### Task requirements
The full set of records is to be reproduced verbatim.

Records from a dataset:
***

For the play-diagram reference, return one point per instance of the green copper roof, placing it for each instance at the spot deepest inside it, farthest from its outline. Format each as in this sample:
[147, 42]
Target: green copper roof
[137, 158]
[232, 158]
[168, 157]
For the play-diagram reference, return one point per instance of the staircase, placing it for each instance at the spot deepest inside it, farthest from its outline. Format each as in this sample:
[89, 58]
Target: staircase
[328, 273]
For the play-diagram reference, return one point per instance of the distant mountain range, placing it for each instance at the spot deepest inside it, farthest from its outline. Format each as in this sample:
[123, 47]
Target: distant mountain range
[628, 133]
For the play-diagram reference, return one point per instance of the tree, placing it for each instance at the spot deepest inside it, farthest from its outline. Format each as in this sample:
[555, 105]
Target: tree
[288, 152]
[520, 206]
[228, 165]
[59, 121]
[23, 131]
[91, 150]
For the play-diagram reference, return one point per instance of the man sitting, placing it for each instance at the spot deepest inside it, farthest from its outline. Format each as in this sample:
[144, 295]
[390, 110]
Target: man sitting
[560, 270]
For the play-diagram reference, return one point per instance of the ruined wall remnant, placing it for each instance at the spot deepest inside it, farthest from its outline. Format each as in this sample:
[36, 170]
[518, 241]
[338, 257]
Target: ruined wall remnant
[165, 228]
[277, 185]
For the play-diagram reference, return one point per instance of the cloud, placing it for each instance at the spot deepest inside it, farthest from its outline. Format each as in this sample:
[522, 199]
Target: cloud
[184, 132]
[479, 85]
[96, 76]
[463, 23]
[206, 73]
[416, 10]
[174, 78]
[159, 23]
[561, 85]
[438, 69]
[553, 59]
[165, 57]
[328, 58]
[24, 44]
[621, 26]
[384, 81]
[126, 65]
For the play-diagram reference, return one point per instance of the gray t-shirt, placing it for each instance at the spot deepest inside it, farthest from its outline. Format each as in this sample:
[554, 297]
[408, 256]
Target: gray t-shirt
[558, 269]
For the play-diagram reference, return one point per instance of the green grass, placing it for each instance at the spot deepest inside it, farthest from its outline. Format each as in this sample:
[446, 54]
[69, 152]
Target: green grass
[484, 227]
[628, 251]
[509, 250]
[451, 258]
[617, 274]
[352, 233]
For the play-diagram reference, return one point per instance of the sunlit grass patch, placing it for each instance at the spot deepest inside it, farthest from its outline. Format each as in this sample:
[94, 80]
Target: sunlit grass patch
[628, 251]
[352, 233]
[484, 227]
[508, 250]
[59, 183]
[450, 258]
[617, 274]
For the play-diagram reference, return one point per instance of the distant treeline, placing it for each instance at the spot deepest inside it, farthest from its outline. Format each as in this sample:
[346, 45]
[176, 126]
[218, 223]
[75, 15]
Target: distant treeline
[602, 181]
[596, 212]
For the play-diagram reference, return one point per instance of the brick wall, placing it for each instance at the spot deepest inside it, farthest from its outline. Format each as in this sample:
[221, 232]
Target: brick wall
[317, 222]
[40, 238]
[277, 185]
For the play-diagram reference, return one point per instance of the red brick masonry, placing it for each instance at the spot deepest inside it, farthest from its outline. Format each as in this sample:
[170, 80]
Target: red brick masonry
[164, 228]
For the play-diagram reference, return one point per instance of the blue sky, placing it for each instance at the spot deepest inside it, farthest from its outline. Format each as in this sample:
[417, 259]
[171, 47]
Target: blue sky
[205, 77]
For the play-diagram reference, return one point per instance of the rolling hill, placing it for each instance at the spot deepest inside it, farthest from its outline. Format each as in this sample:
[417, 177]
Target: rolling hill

***

### Final answer
For the play-diagram reference, return one point per instance of the green copper roof, placing it for each instance at the spot deepest inside it, farthest from its outline. Format each as in this sample:
[147, 42]
Target: green copper roof
[137, 158]
[232, 158]
[168, 157]
For the play-diagram reference, return one point per instance of the staircase, placing it for each instance at the spot deepest inside it, farthest from its outline. Format each as in this sample:
[89, 58]
Target: staircase
[328, 273]
For the play-diagram reference, return one point per instance of the distant mountain range, placing it for each instance at the spot deepest inside it, farthest from its outline. Format each as in this sample:
[123, 47]
Target: distant mountain range
[628, 133]
For the play-diagram reference, return one point per instance of the tree, placing it for each instance at the spot deepest inside it, farthest from its outline. Format each as in this sample:
[555, 105]
Target: tree
[288, 152]
[520, 206]
[228, 165]
[59, 121]
[23, 131]
[91, 150]
For the play-diagram reference, return one point per instance of the man sitting, placing it for each instance at the spot deepest inside it, farthest from its outline. Format each as in this sample:
[144, 295]
[390, 110]
Target: man sitting
[560, 270]
For the play-diagram reference, return one point per instance of the ruined wall remnant, placing it for each instance at the spot deepest inside it, farthest from its outline. Format each as in this sample:
[36, 170]
[518, 241]
[338, 257]
Target: ruined wall remnant
[165, 228]
[277, 185]
For the play-diagram reference, return one point per instance of the cloud, placing it for each instance at the spot deepest inside it, farthest from its outline. Format each as in this sample:
[522, 199]
Target: cloud
[184, 132]
[479, 85]
[96, 76]
[463, 23]
[206, 73]
[416, 10]
[174, 78]
[159, 23]
[561, 85]
[438, 69]
[553, 59]
[165, 57]
[328, 58]
[24, 44]
[621, 26]
[384, 81]
[126, 65]
For the play-diagram reference, return one point per instance of the gray t-shirt, placing it for each instance at the spot deepest inside it, farthest from its outline. Format each as in this sample:
[554, 297]
[408, 256]
Target: gray t-shirt
[558, 269]
For the play-diagram reference, return one point per instance of the green grass, placing it for each instance at the spot deepest inside it, farthest from its outline. Format each as in this sample:
[446, 54]
[69, 152]
Target: green grass
[484, 227]
[628, 251]
[509, 250]
[451, 258]
[617, 274]
[352, 233]
For the play-diagram reference, return one point per instance of the sunlit grass patch, placing it for each instance at the spot deepest inside it, farthest from its outline. Format each as in this sample:
[94, 80]
Target: sunlit grass patch
[628, 251]
[352, 233]
[484, 227]
[508, 250]
[59, 183]
[450, 258]
[617, 274]
For the play-diagram reference, return one point per instance of the distant treeline, placing it for each instance at the spot deepest inside it, farthest from its outline. Format each as in this sample:
[346, 45]
[176, 126]
[218, 223]
[75, 15]
Target: distant treeline
[602, 181]
[596, 212]
For the play-diagram reference, return one point per instance of the brick wall, placing it for each instance at the spot deepest inside it, farthest from its outline. Format each as in this sample:
[221, 232]
Target: brick wall
[317, 222]
[40, 238]
[277, 185]
For the play-diagram reference, return one point per instance of the red brick masonry, placing it for each instance at the spot deepest inside it, farthest from its outline. Format each as in this sample:
[170, 80]
Target: red brick masonry
[164, 228]
For the play-diagram reference, return one point per instance of the blue sky, placing it for each instance at the spot deepest inside it, farthest from its outline. Format each as in this sample:
[417, 259]
[171, 47]
Target: blue sky
[205, 77]
For the play-diagram reference, return one point per instance of the rolling hill, placing it for each instance at the spot deepest inside it, farthest from its outline. Format each as in this sample:
[417, 177]
Target: rolling hill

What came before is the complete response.